Produce an exact copy of the lines from the line containing "Where can you see the rosemary" through the last line of the entries below, and only those lines.

-- START OF Dataset records --

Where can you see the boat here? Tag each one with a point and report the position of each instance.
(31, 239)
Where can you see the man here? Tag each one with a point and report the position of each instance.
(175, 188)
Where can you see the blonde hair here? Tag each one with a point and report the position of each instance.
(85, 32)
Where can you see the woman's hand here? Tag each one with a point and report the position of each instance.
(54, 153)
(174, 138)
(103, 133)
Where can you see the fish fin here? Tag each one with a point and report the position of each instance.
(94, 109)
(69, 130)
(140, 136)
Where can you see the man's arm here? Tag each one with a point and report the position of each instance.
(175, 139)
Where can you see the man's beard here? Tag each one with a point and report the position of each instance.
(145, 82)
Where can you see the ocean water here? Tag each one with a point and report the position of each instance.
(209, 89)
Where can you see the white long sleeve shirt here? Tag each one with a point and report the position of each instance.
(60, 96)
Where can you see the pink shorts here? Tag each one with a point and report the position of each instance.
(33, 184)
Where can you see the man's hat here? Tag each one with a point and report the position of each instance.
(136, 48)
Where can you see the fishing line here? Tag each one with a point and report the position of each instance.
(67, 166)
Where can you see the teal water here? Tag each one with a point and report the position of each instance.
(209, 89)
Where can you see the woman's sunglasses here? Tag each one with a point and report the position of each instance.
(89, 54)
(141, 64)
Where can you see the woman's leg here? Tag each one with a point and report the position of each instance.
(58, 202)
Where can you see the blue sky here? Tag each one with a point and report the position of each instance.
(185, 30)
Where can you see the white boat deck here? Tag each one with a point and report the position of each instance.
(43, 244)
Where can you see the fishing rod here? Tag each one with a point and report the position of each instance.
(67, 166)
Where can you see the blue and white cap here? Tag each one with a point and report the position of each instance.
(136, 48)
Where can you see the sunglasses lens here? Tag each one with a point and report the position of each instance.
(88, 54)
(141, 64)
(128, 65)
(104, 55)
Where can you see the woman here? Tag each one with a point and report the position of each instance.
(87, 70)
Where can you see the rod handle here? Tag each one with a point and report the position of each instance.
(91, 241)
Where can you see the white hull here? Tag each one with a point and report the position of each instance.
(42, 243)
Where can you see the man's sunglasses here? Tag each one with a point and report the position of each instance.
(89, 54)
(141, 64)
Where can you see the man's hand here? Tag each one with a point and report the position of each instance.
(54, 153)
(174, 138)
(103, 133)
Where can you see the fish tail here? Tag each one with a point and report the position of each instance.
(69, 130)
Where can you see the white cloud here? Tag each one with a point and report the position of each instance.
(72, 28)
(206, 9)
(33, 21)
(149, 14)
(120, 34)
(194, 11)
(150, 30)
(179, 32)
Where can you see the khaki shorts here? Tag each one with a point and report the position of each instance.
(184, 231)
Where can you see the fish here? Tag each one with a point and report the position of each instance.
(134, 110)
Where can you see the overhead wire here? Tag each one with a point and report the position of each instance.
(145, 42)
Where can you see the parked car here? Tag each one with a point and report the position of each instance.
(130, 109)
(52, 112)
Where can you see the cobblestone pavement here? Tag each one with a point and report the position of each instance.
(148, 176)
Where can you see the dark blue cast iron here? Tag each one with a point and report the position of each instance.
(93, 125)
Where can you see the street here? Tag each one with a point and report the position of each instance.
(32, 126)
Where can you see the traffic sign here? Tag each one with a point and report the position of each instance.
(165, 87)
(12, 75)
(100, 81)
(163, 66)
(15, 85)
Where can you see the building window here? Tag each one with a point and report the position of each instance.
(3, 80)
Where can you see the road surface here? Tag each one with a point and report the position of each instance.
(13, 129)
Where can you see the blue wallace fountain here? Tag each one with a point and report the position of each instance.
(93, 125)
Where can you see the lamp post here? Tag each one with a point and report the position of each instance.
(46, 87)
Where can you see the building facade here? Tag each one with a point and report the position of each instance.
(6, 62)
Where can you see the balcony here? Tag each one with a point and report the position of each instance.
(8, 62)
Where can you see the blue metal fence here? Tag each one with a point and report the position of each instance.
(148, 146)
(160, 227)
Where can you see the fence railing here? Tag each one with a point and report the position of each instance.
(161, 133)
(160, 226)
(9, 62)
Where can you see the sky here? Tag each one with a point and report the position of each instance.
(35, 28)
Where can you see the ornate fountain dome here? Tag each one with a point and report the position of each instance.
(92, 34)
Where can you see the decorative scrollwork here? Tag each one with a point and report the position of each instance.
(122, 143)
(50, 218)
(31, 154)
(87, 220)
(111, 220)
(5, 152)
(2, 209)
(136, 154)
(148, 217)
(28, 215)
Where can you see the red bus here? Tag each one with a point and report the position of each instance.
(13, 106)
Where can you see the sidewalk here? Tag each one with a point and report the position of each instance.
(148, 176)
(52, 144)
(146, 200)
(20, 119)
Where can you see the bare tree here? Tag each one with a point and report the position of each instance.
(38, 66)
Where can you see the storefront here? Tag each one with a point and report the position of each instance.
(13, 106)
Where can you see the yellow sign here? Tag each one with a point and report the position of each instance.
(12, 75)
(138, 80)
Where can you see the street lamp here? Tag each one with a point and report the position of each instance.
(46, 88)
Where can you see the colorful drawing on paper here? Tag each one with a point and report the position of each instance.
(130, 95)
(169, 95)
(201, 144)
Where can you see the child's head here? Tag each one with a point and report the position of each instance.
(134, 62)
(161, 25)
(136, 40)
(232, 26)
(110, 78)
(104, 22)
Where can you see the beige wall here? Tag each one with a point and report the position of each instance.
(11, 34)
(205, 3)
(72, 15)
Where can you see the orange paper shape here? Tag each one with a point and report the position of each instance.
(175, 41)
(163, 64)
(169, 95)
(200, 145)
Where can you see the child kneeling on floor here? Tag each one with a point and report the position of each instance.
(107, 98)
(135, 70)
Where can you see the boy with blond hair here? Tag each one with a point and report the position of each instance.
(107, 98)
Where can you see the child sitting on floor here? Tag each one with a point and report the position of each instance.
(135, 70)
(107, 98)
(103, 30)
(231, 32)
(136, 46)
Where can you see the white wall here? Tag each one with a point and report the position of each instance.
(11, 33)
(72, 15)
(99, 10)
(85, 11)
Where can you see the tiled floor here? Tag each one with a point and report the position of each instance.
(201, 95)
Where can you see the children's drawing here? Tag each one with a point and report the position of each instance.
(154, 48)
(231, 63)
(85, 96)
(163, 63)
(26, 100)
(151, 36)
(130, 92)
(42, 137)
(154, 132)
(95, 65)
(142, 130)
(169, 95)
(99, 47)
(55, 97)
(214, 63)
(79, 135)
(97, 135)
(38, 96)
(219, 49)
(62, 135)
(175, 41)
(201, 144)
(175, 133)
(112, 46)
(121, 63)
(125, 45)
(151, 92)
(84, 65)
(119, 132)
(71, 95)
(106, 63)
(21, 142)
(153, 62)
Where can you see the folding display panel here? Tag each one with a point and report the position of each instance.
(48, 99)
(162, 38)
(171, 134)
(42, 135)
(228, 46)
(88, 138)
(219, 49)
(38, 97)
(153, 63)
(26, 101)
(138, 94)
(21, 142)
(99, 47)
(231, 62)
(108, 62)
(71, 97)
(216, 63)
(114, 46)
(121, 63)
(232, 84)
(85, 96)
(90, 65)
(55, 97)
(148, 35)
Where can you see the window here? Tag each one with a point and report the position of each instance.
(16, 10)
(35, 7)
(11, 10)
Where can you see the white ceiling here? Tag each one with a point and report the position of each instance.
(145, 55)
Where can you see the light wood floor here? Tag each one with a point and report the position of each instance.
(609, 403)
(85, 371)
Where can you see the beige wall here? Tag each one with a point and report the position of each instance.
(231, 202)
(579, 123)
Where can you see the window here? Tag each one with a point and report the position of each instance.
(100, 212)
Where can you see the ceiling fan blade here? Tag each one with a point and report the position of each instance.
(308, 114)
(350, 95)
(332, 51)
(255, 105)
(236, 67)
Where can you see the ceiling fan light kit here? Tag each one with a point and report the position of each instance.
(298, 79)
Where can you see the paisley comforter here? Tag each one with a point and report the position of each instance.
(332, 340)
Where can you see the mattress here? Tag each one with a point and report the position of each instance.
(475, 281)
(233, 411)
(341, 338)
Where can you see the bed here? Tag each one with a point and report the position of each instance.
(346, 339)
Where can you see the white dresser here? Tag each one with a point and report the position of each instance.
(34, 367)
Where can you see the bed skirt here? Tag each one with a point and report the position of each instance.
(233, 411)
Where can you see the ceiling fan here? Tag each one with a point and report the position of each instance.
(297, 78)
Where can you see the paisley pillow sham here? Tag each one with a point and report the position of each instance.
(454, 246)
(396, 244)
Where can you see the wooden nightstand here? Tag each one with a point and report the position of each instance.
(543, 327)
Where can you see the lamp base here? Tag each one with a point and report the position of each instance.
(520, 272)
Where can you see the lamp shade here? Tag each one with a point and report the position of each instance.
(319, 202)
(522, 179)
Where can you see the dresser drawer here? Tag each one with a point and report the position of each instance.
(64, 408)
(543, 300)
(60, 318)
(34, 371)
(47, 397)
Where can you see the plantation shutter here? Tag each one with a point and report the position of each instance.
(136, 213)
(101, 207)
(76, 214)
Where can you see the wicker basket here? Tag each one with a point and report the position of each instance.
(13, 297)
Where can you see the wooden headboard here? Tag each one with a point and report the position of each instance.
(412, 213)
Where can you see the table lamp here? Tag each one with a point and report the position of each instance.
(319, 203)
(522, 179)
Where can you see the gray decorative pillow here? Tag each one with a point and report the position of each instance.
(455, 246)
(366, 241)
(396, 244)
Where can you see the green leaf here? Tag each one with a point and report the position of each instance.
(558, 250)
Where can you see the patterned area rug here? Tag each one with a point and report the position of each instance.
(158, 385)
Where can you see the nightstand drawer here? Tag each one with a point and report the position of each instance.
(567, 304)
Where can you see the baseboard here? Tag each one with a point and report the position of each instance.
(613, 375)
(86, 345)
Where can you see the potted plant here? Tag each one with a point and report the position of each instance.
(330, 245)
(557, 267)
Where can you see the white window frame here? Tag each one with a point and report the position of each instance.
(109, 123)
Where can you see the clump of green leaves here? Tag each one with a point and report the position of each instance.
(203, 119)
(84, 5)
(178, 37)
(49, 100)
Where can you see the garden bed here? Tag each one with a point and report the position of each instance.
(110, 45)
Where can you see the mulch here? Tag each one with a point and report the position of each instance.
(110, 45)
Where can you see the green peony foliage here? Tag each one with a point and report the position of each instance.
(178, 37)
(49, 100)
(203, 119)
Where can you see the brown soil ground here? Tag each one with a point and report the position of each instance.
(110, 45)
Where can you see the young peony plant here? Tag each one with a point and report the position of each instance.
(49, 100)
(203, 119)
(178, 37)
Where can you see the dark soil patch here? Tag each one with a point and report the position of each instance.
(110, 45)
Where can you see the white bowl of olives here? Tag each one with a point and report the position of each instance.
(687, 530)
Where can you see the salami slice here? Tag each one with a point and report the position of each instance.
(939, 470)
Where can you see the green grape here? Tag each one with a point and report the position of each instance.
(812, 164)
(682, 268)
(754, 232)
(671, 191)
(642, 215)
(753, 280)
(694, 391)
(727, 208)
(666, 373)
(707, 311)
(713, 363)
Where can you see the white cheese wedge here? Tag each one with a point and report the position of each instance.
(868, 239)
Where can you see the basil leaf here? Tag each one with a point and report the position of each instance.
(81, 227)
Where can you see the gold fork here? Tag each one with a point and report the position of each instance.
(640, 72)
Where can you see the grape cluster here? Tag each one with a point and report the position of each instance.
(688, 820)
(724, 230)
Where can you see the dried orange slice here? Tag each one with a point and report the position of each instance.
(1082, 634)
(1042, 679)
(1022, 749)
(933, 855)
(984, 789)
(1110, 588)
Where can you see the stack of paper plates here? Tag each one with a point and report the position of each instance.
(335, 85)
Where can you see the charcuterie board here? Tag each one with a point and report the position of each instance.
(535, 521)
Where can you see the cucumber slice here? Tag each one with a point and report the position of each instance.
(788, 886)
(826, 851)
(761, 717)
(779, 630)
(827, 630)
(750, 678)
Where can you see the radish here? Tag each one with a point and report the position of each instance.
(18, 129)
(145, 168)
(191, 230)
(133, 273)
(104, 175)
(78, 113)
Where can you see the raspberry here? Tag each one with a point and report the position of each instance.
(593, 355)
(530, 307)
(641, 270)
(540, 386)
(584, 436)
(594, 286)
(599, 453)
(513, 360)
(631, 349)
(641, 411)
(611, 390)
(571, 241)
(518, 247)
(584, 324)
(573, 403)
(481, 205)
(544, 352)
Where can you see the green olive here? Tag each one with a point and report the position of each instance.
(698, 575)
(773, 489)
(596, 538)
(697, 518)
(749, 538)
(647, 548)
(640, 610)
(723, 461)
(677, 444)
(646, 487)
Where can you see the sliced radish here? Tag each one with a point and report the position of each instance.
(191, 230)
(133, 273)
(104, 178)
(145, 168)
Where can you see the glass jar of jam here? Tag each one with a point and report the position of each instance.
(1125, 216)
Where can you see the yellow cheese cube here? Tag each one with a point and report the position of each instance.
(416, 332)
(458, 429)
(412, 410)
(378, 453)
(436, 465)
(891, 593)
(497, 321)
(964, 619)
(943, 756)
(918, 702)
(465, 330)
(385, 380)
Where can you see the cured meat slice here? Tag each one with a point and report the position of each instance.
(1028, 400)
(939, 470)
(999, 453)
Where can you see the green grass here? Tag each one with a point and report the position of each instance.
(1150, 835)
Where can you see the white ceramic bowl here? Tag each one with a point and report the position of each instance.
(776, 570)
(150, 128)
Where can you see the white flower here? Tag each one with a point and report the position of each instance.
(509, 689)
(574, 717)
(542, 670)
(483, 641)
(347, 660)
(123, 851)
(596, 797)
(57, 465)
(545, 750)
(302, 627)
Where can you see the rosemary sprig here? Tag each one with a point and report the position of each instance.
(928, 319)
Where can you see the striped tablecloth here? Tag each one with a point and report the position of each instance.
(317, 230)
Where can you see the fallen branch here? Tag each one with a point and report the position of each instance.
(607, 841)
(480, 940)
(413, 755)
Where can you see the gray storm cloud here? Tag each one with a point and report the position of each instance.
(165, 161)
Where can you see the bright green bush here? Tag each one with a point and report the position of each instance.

-- END OF Dataset records --

Solution to the problem:
Where can you see the rosemary sprig here? Tag each one with a point and report the position of each instance.
(928, 319)
Where can you see the striped tablecloth here? Tag each one with a point and report the position of each instance.
(317, 230)
Where can you see the fallen branch here? Tag each one with a point and report the position of each instance.
(607, 841)
(480, 940)
(413, 755)
Where can you see the gray storm cloud here? Tag each one with a point and report the position of each instance.
(165, 161)
Where can you see the bright green bush here? Tag each one with a point and report the position of each instance.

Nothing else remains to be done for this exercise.